== TASK ==
Rescale the material below, from the line containing "Where can the roadside" through the end of the material, both ends included. Reproduce every one of those lines, requests included, but multiply each answer coordinate by 1.7 and round to a whole number, halves up, leaving the request wording and its sample points unchanged, and return only those lines.

== MATERIAL SHOWN ==
________________________

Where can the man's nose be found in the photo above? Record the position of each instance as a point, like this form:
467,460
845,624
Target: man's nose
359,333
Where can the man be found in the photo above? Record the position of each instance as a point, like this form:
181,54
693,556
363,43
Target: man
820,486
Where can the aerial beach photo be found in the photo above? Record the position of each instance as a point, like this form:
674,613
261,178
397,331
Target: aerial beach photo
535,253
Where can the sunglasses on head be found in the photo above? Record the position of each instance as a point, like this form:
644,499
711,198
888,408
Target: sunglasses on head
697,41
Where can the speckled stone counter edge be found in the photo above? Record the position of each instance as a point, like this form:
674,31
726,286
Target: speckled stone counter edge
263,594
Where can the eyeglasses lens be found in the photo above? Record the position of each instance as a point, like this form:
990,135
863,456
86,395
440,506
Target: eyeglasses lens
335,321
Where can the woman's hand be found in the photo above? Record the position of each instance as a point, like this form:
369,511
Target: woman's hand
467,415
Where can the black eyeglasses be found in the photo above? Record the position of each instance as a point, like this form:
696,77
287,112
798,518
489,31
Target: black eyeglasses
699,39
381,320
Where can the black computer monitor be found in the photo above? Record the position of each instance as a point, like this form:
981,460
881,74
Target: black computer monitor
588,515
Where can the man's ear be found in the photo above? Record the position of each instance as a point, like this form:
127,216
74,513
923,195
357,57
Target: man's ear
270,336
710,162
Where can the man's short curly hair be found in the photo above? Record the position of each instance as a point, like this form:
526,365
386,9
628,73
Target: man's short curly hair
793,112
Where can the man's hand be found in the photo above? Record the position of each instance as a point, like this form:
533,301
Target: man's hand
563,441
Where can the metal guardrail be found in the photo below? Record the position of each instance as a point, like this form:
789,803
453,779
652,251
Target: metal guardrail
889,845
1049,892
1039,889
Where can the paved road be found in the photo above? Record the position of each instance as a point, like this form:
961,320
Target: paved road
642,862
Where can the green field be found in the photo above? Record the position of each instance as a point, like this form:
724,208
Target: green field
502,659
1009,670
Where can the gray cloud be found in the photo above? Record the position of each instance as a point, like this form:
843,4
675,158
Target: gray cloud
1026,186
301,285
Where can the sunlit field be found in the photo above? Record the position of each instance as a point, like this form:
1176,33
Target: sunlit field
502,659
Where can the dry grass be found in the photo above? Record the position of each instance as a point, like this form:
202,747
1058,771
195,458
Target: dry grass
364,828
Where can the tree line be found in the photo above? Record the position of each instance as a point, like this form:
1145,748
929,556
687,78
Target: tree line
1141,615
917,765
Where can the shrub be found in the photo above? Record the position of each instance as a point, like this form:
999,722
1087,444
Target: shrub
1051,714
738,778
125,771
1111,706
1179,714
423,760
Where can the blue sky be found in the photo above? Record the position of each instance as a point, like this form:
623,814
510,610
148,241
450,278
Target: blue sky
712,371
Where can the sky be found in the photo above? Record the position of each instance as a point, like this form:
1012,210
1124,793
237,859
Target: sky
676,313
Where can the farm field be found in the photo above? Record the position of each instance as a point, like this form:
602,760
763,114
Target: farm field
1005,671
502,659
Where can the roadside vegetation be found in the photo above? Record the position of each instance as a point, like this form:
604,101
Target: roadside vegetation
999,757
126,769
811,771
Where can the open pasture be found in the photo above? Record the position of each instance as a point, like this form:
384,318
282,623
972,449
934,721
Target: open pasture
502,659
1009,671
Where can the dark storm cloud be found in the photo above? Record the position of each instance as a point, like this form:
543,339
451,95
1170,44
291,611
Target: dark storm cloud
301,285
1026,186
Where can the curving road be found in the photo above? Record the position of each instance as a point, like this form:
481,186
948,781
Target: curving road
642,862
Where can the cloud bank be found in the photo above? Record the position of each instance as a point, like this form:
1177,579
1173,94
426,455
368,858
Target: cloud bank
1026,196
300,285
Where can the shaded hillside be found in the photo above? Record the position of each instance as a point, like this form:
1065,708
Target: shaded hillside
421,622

________________________

== THE COMPLETED TASK ==
Where can the roadside vegetation be found in the photo above? Record the position of each instance as a point, like this form:
604,101
Target: roadside vegetation
1698,1287
214,1307
1379,1311
Where can the open pasture be found in the photo above? Record the position of each instance as a point, like this form:
384,318
282,623
972,449
934,721
Target: open pasture
853,1120
1715,1141
Where can the dark storm cloud be found in the photo above? Record the position of each instance as a point, like this form:
543,339
451,95
1170,44
291,611
Target: dark storm cloud
512,485
1744,316
Where can the curving road be found in the photo above? Record the position of each instance as a point, like this form:
481,186
948,781
Target: curving road
1091,1465
Where can the cloud bank be found in the photo above? Record the position of each instance as a point, like this form:
1177,579
1173,94
426,455
368,858
Target: cloud bank
1744,333
510,485
Where can the shaded hillside be found in the photo above? Record the position of each instance as a point, like this form:
1065,708
Target: shaded hillside
716,1057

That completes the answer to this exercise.